▶ **Work instruction**
Repeat every line of the data verbatim.

Collected data:
= Beginning of Section =

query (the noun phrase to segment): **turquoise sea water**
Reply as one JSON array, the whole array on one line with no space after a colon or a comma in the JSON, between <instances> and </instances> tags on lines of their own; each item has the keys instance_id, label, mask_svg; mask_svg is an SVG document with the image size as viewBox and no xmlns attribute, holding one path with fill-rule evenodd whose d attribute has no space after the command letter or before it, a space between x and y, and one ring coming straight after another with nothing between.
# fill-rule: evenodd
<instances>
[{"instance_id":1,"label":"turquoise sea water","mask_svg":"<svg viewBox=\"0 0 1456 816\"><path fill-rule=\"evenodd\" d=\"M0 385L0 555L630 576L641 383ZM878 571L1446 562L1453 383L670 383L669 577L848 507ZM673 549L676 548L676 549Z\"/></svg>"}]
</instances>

= End of Section =

▶ **Output below**
query (the noun phrase to segment): **turquoise sea water**
Reply as one JSON array, the whole array on one line with no space after a colon or a comma in the JSON, between <instances> and </instances> tags on lines of their own; each item has the keys instance_id, label, mask_svg; mask_svg is an SVG document with the image size as viewBox and no xmlns attribute, holding one path with fill-rule evenodd whose d attribute has no space after the command letter or before it, a space between x and y, and one ring coming straight after another with nothing between.
# fill-rule: evenodd
<instances>
[{"instance_id":1,"label":"turquoise sea water","mask_svg":"<svg viewBox=\"0 0 1456 816\"><path fill-rule=\"evenodd\" d=\"M0 385L0 555L630 576L641 383ZM878 571L1446 562L1453 383L670 383L669 577L848 507ZM673 549L676 548L676 549Z\"/></svg>"}]
</instances>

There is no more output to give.